- Dataset records:

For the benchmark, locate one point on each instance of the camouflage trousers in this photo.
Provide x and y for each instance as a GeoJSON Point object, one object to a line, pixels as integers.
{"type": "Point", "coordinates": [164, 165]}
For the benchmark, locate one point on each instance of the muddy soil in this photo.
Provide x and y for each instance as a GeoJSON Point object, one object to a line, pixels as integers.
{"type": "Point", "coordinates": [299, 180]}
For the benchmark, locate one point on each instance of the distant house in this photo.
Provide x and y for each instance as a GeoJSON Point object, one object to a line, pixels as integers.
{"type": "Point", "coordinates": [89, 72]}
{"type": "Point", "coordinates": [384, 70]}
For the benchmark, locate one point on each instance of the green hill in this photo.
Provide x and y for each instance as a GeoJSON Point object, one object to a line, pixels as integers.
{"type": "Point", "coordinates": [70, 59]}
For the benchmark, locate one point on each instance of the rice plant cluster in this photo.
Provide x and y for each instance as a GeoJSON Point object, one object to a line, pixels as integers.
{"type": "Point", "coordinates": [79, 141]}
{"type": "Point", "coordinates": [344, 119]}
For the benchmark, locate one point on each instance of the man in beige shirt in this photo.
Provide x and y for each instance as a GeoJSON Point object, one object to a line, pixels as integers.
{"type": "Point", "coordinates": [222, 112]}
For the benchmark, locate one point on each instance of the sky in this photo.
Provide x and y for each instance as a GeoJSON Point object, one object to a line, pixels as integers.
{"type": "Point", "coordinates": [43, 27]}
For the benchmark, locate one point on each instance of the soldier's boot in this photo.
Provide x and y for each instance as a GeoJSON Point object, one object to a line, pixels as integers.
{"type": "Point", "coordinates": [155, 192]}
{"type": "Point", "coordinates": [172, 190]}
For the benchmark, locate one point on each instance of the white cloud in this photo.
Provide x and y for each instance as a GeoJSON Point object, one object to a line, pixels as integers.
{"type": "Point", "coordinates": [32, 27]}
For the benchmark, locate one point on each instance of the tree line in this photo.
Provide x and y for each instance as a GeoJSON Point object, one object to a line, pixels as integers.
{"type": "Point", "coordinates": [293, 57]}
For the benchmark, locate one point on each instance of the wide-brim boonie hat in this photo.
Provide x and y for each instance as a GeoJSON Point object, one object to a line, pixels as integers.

- Given task:
Restate all of the entries above precisely.

- Expected answer:
For the benchmark, locate one point on each instance of the camouflage trousers in this photo.
Provide x and y for each instance as a GeoJSON Point object, one object to a line, pixels as integers.
{"type": "Point", "coordinates": [164, 165]}
For the benchmark, locate one point on each instance of the muddy soil in this photo.
Provide x and y for each instance as a GeoJSON Point object, one object to a line, pixels as integers.
{"type": "Point", "coordinates": [299, 180]}
For the benchmark, locate one point on each instance of the distant house in this photo.
Provide x and y for each instance as a GeoJSON Point object, one object to a line, pixels as integers.
{"type": "Point", "coordinates": [89, 72]}
{"type": "Point", "coordinates": [384, 70]}
For the benchmark, locate one point on each instance of the green hill in this photo.
Provide x and y for each instance as a GeoJSON Point object, one object to a line, pixels as integers.
{"type": "Point", "coordinates": [70, 59]}
For the benchmark, locate one point on each instance of the rice plant cluster in this photo.
Provide x and y for each instance as a GeoJSON Point object, one object to a line, pixels as integers.
{"type": "Point", "coordinates": [79, 141]}
{"type": "Point", "coordinates": [344, 119]}
For the benchmark, locate one point on each instance of the man in beige shirt in this photo.
Provide x and y for each instance as a GeoJSON Point object, one object to a line, pixels as integers.
{"type": "Point", "coordinates": [222, 112]}
For the benchmark, locate one point on each instance of the sky in this photo.
Provide x and y for each instance as a GeoJSON Point object, one object to a line, pixels as integers.
{"type": "Point", "coordinates": [43, 27]}
For the benchmark, locate one point on each instance of the soldier's boot in this photo.
Provide x and y for each instance as a GeoJSON Point object, one object to a line, pixels as integers.
{"type": "Point", "coordinates": [155, 192]}
{"type": "Point", "coordinates": [172, 190]}
For the benchmark, locate one point on each instance of the white cloud in this photo.
Provide x and y for each instance as a GeoJSON Point object, one object to a line, pixels as integers.
{"type": "Point", "coordinates": [32, 27]}
For the benchmark, locate one point on each instance of the tree line in this photo.
Provide x and y for each instance as a GeoJSON Point object, one object to a line, pixels as integers.
{"type": "Point", "coordinates": [293, 57]}
For the benchmark, locate one point on each instance of the wide-brim boonie hat in this photo.
Provide x and y for each instance as a GeoJSON Point object, one object to a line, pixels as integers.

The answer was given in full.